● Baris dari dataset penunjukan
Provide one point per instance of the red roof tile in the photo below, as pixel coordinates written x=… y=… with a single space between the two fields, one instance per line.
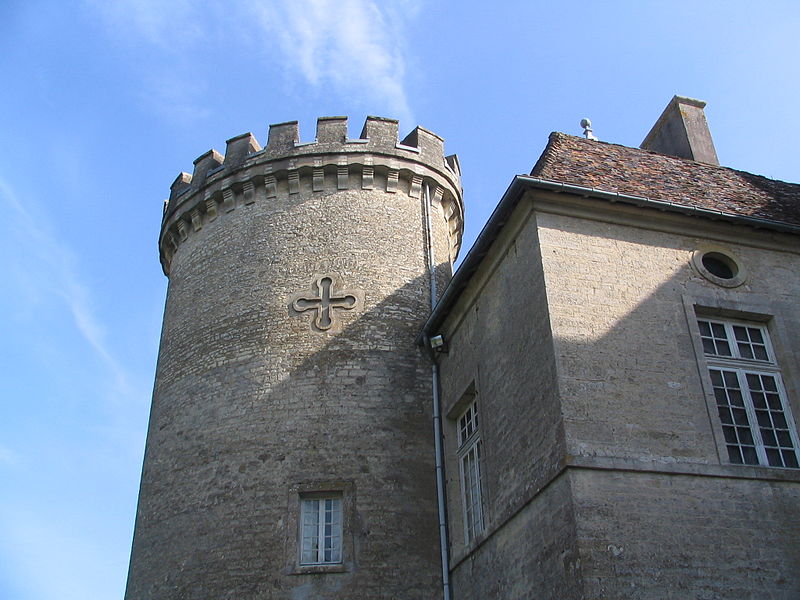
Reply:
x=637 y=172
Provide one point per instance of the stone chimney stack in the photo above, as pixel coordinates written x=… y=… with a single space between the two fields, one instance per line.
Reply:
x=682 y=131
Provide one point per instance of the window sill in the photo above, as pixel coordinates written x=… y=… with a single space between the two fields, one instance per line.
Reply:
x=314 y=569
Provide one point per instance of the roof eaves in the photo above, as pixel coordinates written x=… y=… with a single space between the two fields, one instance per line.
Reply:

● Tugas
Salin ulang seluruh entri di atas persis sama, tetapi jangan sertakan gambarnya.

● Penyelesaian Soal
Provide one point per instance of the red roof tile in the photo below, as pixel coordinates written x=… y=… with a single space between the two fields, one instance per line.
Reply:
x=637 y=172
Provide one point per instance of the stone chimney stack in the photo above, as pixel coordinates written x=… y=… with a single space between the two fields, one instance per line.
Reply:
x=682 y=131
Provide one point per instance of the window sill in the photo above, as pixel coordinates written x=… y=… with a single space between the two fields, one instance per line.
Reply:
x=314 y=569
Provide one point per instance of the roof eaves in the photo above, as pixel coordinates written x=… y=… with a single space between the two fields, one instance per line.
Reply:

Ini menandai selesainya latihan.